> **Aim**:
Please rewrite the lines below with every "Found" changed to "Detected" and nothing else altered, leaving out the pictures.

> **Source material**:

= = =

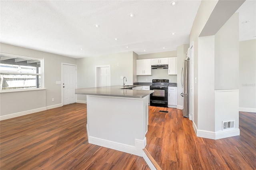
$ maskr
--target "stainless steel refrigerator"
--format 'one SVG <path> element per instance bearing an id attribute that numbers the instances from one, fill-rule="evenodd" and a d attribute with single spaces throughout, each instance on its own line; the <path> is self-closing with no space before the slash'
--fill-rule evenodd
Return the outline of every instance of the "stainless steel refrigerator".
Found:
<path id="1" fill-rule="evenodd" d="M 184 60 L 184 65 L 181 72 L 181 86 L 183 92 L 180 95 L 183 97 L 183 117 L 188 117 L 189 114 L 189 58 Z"/>

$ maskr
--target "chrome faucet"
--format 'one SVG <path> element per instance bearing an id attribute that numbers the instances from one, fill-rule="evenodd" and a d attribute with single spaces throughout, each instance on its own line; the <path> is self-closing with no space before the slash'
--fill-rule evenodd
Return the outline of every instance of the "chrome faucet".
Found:
<path id="1" fill-rule="evenodd" d="M 127 79 L 126 79 L 126 77 L 124 77 L 124 79 L 123 81 L 123 86 L 124 86 L 124 85 L 125 84 L 125 83 L 124 83 L 124 78 L 125 78 L 125 81 L 127 81 Z"/>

= = =

> **Answer in full**:
$ maskr
--target "stainless steel refrigerator"
--format 'one SVG <path> element per instance bearing an id attribute that numbers the instances from one, fill-rule="evenodd" and a d attribute with single spaces throughout, each instance on its own line; the <path> is self-closing with no space before the slash'
--fill-rule evenodd
Return the outline of every instance of the "stainless steel refrigerator".
Detected:
<path id="1" fill-rule="evenodd" d="M 184 60 L 184 65 L 181 72 L 181 86 L 183 92 L 180 95 L 183 97 L 183 117 L 188 117 L 189 114 L 189 58 Z"/>

$ maskr
--target "chrome faucet"
--format 'one SVG <path> element per instance bearing an id attribute that numbers the instances from one, fill-rule="evenodd" and a d attribute with single spaces throughout, each instance on its own line; the <path> is self-closing with no space before the slash'
--fill-rule evenodd
Return the outline of every instance of the "chrome faucet".
Detected:
<path id="1" fill-rule="evenodd" d="M 127 79 L 126 79 L 126 77 L 124 77 L 124 79 L 123 81 L 123 86 L 124 86 L 124 85 L 125 84 L 125 83 L 124 83 L 124 78 L 125 78 L 125 81 L 127 81 Z"/>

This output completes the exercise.